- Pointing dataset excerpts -
****
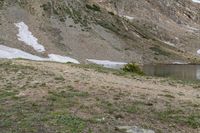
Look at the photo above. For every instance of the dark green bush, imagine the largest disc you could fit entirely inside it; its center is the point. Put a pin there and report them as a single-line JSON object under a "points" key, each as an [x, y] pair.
{"points": [[133, 68]]}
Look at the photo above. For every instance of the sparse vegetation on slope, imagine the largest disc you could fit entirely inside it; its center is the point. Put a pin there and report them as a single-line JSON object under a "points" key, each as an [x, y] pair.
{"points": [[50, 97]]}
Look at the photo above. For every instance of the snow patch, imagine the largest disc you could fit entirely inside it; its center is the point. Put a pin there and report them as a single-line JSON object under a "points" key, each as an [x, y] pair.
{"points": [[179, 63], [196, 1], [107, 63], [26, 36], [13, 53]]}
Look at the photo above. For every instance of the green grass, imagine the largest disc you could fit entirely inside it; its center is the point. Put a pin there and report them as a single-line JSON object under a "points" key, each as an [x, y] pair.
{"points": [[191, 119]]}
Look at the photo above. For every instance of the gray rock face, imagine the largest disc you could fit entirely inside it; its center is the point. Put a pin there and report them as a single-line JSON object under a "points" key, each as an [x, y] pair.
{"points": [[134, 129]]}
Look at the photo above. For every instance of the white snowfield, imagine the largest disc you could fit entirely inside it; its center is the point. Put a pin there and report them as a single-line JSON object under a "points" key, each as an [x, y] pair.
{"points": [[26, 36], [107, 63], [13, 53], [62, 59], [198, 51], [197, 1]]}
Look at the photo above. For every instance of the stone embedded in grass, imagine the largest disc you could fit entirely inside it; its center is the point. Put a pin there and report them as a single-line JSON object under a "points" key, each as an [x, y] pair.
{"points": [[133, 129]]}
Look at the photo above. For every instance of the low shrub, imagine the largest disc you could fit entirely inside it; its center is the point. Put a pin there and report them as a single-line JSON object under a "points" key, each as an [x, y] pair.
{"points": [[133, 68]]}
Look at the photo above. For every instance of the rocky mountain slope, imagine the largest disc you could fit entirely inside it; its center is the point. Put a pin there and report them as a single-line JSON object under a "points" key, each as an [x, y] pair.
{"points": [[143, 31]]}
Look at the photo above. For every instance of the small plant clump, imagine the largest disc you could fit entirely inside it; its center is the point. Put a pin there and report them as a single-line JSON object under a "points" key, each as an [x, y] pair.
{"points": [[93, 7], [133, 68]]}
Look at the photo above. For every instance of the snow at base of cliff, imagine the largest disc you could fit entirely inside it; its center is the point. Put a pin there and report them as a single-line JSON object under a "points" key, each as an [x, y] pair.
{"points": [[107, 63], [13, 53], [26, 36]]}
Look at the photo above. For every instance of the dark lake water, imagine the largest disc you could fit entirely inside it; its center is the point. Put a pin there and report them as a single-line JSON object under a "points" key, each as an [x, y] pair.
{"points": [[185, 72]]}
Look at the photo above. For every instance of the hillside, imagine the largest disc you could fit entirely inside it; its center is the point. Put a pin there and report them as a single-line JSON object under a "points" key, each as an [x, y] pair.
{"points": [[145, 31], [38, 97]]}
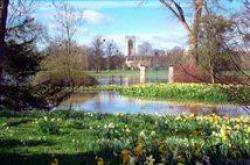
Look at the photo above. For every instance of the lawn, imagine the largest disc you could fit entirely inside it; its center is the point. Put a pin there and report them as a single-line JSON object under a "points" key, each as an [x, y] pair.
{"points": [[70, 137], [182, 92], [151, 74]]}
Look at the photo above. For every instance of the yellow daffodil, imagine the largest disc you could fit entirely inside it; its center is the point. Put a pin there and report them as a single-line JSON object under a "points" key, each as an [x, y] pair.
{"points": [[125, 157], [55, 162], [138, 150], [100, 161], [149, 160]]}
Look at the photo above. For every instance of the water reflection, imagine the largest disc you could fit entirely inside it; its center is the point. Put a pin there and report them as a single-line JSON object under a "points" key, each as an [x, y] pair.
{"points": [[111, 102], [122, 80]]}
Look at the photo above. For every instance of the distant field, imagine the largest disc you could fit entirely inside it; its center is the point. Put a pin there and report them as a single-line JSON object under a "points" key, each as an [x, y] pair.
{"points": [[129, 73]]}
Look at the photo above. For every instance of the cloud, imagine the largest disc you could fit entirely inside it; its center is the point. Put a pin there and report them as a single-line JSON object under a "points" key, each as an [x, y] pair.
{"points": [[95, 17]]}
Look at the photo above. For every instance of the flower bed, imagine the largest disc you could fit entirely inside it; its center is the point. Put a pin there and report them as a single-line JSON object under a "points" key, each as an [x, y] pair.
{"points": [[69, 137], [207, 93]]}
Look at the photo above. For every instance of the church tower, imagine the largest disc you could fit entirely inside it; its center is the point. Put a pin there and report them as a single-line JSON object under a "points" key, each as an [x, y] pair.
{"points": [[130, 46]]}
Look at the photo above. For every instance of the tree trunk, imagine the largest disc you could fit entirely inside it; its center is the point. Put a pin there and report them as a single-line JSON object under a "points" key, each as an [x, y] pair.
{"points": [[3, 19]]}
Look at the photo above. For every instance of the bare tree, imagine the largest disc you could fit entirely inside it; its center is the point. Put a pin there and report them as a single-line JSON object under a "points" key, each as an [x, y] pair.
{"points": [[192, 28], [3, 20], [68, 20]]}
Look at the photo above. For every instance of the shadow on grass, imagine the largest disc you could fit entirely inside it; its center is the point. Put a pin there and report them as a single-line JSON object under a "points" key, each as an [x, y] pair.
{"points": [[88, 158], [8, 144]]}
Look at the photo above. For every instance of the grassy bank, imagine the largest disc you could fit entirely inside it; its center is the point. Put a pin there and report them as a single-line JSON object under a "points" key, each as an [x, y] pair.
{"points": [[85, 138], [206, 93], [129, 73]]}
****
- Stated task -
Write out everything from the line containing "Look at the photo above. For every instance of the bare" down to the end of the records again, swapping "largest disc" for "largest circle" and changing nothing else.

- Task response -
Look at the photo above. For every instance of the bare tree, imagine the largest circle you could fit entirely inside it; its center is the point. Put a pin there and report them as a single-line JSON object under a "points" key, each as an [x, y] pair.
{"points": [[192, 28], [3, 20], [68, 20]]}
Look at the photo above. For every instance of the shadow on grass, imagine the largest circle you could fit entirely inside it; its center is the point. Put a pin there and report them as a single-line JSON object under a "points" key, each as an [x, y] pair.
{"points": [[88, 158], [8, 144]]}
Look at the photo above. For every instance of the grassy bank, imagine the largest circle you could fit entirely inside it; its center is the point. Put a pin there and report them as a single-line JSON object under a "points" key, each as an [x, y] pair.
{"points": [[85, 138], [206, 93], [129, 73]]}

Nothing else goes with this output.